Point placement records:
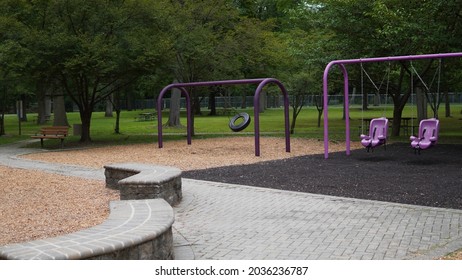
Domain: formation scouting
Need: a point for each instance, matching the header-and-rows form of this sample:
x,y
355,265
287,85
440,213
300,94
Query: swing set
x,y
378,130
234,123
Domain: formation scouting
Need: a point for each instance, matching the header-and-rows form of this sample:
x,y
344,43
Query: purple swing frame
x,y
260,82
341,64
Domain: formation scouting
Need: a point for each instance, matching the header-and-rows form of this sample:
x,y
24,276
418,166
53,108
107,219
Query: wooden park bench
x,y
52,132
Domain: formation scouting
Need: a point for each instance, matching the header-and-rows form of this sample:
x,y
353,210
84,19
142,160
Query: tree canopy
x,y
90,49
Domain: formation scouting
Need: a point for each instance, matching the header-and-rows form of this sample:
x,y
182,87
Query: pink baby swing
x,y
378,127
428,128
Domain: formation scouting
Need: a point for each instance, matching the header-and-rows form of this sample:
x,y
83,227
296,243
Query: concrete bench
x,y
135,229
142,181
52,132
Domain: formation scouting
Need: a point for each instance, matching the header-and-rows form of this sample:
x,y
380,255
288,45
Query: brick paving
x,y
224,221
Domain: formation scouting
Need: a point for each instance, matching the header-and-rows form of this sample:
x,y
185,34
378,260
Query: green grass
x,y
271,123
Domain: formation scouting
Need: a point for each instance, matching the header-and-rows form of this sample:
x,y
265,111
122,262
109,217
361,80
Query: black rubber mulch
x,y
433,178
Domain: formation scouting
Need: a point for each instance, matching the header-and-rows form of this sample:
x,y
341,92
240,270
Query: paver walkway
x,y
223,221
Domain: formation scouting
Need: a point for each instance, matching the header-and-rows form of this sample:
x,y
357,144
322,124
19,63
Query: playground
x,y
420,173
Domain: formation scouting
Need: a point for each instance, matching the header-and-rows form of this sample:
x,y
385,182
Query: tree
x,y
213,42
93,48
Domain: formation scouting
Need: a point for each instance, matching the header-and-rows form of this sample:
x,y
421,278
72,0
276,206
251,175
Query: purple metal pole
x,y
261,83
342,64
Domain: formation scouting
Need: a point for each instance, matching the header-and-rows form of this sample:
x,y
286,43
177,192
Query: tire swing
x,y
236,125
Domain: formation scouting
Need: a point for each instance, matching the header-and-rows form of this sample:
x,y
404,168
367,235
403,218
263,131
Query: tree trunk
x,y
447,107
109,108
60,117
244,102
85,117
40,91
396,125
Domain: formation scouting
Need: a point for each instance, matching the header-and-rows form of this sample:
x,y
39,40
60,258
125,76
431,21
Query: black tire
x,y
242,125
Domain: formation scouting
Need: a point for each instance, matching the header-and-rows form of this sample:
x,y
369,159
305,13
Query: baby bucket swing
x,y
378,127
428,128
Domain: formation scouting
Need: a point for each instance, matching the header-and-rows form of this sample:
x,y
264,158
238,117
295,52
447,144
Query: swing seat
x,y
428,134
378,131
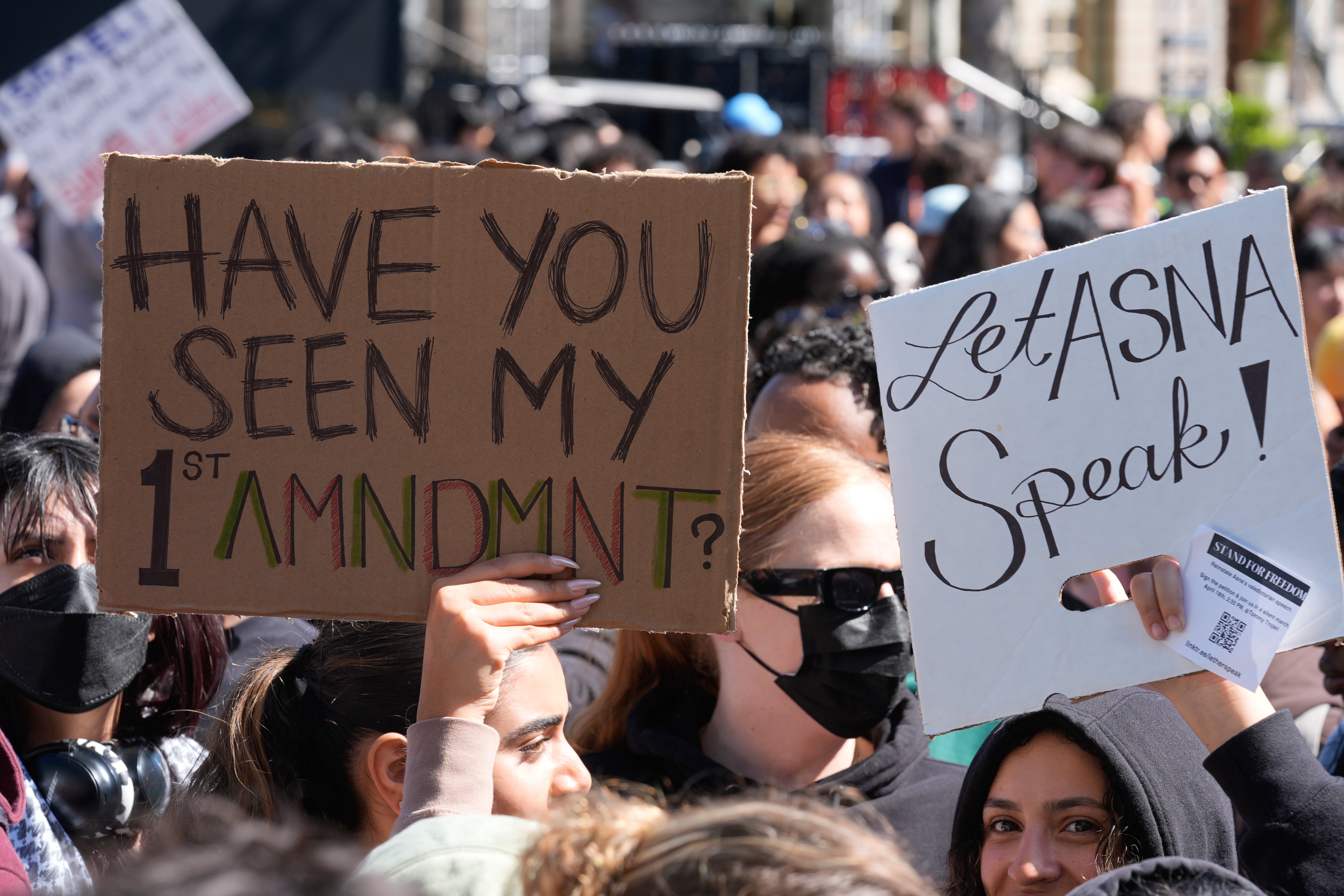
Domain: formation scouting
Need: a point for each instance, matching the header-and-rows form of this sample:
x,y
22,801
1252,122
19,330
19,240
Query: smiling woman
x,y
1075,790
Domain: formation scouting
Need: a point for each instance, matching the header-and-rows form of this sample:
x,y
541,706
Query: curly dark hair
x,y
822,355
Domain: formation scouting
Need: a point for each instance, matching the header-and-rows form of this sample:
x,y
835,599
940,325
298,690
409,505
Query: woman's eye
x,y
536,746
1083,827
33,550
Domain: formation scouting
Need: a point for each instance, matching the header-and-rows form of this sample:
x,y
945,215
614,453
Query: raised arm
x,y
1294,809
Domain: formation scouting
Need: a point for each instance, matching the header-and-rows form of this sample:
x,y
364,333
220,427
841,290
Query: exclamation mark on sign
x,y
1256,382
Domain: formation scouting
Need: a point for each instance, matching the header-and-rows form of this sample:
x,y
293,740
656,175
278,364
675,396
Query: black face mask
x,y
853,666
60,651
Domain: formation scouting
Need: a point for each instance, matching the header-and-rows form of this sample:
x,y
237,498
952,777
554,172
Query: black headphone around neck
x,y
101,789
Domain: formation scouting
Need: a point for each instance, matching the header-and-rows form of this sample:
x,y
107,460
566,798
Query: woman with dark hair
x,y
347,729
1079,789
990,230
85,695
1075,790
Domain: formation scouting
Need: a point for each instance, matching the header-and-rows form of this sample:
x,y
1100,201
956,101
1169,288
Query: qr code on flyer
x,y
1228,632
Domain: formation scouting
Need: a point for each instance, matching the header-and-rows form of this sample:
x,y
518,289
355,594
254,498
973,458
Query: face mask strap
x,y
761,661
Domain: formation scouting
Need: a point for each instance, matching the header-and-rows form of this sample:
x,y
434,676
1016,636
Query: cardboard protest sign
x,y
1085,410
140,80
327,385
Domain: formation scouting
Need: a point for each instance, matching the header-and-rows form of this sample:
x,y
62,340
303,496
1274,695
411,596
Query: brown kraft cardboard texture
x,y
327,385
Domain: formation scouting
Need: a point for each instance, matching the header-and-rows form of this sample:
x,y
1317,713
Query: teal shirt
x,y
956,746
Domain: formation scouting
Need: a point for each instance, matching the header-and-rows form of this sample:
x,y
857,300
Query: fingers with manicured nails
x,y
1146,601
1109,588
529,590
510,566
1170,594
1159,598
532,614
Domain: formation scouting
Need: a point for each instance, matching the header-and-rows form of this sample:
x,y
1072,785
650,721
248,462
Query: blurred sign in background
x,y
140,80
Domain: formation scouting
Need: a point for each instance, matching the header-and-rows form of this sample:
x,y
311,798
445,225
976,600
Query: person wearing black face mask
x,y
810,692
99,706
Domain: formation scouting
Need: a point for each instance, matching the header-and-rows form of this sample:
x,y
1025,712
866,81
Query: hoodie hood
x,y
1167,870
1171,805
666,726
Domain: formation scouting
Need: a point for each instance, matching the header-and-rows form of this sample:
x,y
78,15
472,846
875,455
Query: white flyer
x,y
140,80
1238,608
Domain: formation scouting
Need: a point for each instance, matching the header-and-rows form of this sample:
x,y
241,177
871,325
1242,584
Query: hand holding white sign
x,y
1085,410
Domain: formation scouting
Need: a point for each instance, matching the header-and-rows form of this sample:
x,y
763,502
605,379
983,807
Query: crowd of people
x,y
501,747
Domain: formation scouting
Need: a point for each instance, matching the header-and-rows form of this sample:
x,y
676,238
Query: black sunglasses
x,y
849,589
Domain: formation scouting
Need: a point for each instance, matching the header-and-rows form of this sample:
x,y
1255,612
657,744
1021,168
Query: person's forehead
x,y
841,182
1049,765
773,164
1206,159
853,526
61,515
534,687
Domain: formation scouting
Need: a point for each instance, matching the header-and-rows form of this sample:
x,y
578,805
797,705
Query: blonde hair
x,y
607,846
784,475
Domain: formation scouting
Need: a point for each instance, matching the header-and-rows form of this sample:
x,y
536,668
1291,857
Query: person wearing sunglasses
x,y
808,694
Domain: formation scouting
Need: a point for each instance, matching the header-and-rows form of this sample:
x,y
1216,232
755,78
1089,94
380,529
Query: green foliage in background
x,y
1248,129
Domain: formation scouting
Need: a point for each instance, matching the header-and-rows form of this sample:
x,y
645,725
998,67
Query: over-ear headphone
x,y
100,789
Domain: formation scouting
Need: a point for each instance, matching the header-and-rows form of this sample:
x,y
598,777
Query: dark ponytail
x,y
296,725
183,670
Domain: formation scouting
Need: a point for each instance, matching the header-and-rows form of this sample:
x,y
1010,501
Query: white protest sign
x,y
142,80
1084,410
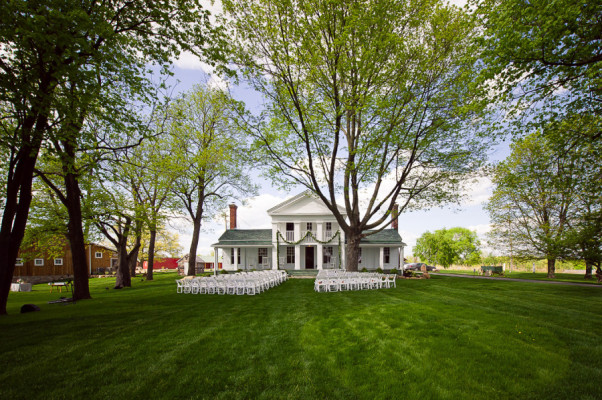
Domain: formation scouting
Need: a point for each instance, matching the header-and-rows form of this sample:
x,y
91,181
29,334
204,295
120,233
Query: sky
x,y
253,214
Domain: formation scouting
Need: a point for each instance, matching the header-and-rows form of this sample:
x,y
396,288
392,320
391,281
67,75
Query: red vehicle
x,y
417,267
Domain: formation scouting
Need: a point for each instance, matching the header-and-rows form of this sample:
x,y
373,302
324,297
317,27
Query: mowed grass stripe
x,y
445,338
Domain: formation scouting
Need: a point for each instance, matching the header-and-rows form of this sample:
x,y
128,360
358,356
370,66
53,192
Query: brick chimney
x,y
233,208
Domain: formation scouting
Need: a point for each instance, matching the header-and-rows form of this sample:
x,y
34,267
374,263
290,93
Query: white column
x,y
401,257
297,231
275,256
320,253
297,257
342,250
215,265
275,232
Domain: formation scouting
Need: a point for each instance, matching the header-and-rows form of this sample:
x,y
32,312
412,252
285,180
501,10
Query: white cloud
x,y
250,215
253,214
479,191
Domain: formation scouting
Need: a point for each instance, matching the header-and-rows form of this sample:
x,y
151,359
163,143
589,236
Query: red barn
x,y
163,263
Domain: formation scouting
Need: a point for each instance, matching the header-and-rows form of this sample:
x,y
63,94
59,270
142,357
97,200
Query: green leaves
x,y
543,53
372,99
449,246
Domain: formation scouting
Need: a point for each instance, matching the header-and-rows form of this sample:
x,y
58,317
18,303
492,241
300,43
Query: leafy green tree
x,y
211,154
449,246
584,234
535,190
54,55
371,100
546,52
155,169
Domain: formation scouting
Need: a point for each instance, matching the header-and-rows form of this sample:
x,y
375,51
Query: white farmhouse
x,y
304,236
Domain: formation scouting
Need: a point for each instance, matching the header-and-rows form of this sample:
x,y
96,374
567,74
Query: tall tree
x,y
371,100
448,246
47,47
535,188
571,137
156,170
212,155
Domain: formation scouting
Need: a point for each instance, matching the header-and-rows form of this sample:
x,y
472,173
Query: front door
x,y
309,258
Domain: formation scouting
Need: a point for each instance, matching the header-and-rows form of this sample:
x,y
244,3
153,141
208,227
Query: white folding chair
x,y
180,288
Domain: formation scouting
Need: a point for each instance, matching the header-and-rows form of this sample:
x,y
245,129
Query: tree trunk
x,y
551,268
133,257
151,255
352,253
123,278
193,247
588,270
14,217
76,239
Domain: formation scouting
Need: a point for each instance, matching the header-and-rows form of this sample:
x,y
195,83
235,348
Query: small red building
x,y
163,263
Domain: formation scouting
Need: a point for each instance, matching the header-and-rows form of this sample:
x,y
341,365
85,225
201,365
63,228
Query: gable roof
x,y
300,203
263,237
386,236
251,237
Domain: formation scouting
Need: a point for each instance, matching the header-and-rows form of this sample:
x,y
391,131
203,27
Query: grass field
x,y
540,276
444,338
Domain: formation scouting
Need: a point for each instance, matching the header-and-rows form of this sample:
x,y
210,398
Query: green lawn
x,y
540,276
444,338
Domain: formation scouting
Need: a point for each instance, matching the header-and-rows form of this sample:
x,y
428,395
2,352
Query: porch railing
x,y
309,238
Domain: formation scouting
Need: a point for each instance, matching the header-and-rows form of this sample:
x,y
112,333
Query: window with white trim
x,y
262,254
290,255
327,254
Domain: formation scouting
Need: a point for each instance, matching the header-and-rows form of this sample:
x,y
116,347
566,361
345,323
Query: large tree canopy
x,y
55,58
371,100
448,246
541,50
536,188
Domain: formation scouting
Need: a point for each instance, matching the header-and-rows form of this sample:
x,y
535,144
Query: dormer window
x,y
290,231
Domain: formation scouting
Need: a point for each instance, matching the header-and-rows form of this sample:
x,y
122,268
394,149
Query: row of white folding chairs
x,y
354,282
239,283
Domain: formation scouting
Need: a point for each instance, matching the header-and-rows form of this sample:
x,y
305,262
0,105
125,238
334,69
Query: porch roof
x,y
247,237
386,236
263,238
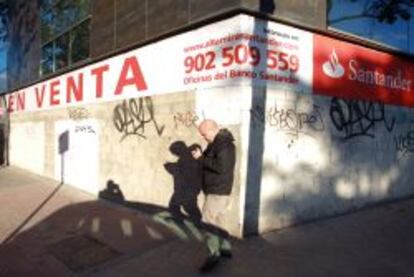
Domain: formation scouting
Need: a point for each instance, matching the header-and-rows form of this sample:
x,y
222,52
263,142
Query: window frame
x,y
68,30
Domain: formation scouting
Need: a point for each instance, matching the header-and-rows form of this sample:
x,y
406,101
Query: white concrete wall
x,y
325,156
27,146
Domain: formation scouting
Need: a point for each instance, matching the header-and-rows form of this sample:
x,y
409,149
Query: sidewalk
x,y
52,230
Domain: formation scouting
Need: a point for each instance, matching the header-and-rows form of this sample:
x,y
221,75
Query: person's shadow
x,y
186,174
182,216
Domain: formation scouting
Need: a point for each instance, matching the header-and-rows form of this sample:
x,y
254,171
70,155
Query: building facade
x,y
318,98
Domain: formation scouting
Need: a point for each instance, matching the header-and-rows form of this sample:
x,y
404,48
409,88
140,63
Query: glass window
x,y
47,59
65,33
80,42
389,22
61,52
47,25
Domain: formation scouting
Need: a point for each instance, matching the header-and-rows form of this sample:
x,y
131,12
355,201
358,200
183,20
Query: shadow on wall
x,y
63,148
256,143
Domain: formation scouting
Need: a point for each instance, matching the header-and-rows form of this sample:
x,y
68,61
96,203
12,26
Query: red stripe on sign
x,y
350,71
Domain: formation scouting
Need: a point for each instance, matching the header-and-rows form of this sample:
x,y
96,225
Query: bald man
x,y
217,163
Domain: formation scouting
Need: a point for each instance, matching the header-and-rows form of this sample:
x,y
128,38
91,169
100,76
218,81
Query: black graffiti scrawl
x,y
354,118
404,143
132,116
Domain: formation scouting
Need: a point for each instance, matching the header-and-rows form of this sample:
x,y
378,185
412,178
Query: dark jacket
x,y
218,163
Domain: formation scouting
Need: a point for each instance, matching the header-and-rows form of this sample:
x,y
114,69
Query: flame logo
x,y
333,68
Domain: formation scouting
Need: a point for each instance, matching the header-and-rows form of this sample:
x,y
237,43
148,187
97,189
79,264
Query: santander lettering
x,y
378,78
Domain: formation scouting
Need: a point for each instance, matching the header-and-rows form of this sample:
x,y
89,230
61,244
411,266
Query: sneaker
x,y
210,263
226,253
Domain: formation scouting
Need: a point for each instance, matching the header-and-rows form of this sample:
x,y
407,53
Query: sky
x,y
398,35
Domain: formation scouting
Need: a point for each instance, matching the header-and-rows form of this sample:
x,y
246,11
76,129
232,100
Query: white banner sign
x,y
238,51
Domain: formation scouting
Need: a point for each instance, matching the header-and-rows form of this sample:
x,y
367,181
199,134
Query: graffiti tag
x,y
186,119
404,143
290,120
132,116
356,118
78,114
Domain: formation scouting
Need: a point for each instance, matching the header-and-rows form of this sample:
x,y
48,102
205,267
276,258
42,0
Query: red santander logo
x,y
351,71
332,67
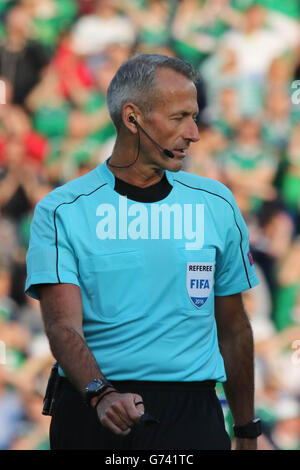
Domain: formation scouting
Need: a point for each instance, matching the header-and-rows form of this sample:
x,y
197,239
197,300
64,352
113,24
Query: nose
x,y
192,131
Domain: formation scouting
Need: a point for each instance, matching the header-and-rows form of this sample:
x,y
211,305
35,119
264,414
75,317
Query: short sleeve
x,y
235,270
50,258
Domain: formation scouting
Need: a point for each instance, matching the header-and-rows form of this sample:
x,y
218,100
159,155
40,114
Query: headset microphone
x,y
167,152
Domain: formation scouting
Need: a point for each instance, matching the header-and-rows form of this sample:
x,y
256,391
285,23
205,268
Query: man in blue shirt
x,y
139,268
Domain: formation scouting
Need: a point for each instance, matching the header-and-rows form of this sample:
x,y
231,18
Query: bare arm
x,y
62,314
236,346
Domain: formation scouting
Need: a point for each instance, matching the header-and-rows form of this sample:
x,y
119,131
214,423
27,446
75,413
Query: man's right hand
x,y
118,412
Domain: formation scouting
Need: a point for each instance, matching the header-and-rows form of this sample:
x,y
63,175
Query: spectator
x,y
92,33
249,168
21,60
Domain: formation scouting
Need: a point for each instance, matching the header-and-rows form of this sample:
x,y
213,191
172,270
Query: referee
x,y
139,268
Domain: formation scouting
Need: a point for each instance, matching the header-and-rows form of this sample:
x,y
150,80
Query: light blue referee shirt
x,y
148,272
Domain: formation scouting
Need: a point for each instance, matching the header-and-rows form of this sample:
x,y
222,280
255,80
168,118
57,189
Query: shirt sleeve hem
x,y
237,288
47,278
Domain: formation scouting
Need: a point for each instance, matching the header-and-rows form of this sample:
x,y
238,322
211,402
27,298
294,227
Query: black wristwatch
x,y
95,388
248,431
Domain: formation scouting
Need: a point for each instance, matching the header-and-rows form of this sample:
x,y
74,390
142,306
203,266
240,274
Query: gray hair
x,y
135,80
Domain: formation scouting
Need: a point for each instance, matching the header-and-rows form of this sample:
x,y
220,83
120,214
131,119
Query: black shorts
x,y
190,416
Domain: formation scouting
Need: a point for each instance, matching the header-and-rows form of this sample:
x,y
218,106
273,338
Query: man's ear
x,y
130,113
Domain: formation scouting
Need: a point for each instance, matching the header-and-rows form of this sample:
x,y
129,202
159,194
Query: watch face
x,y
95,385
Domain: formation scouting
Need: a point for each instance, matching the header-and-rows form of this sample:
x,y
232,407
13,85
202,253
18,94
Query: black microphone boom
x,y
167,152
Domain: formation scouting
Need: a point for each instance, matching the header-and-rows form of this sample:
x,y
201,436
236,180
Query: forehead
x,y
173,90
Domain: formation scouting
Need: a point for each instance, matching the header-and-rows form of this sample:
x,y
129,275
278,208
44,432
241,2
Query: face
x,y
171,122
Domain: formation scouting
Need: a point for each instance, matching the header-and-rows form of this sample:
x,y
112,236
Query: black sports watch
x,y
248,431
95,388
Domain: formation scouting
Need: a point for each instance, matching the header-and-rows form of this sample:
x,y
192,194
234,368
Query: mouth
x,y
181,153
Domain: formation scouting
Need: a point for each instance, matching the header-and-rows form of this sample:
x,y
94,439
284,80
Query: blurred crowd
x,y
57,58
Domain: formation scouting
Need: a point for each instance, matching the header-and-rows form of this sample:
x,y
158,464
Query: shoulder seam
x,y
218,195
54,221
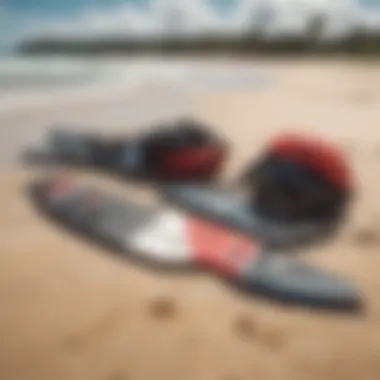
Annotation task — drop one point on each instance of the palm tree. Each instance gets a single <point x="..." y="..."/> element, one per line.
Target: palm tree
<point x="316" y="28"/>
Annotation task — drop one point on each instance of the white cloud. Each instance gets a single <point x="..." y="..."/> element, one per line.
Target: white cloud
<point x="193" y="17"/>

> _Problem to work on_: Reproduce exactly the lines from the one containing "of the palm" through the last line of the records above, including both, and nothing else.

> _Solution to the problem_:
Annotation task — drop one point on each instance of the palm tree. Each instance gets a single <point x="..." y="..."/> element, one per line.
Target: palm tree
<point x="316" y="28"/>
Annotation task — drop one point on each instance of the white cloud. Each instance gets a single <point x="..." y="..."/> element, one per line.
Target: white cloud
<point x="193" y="17"/>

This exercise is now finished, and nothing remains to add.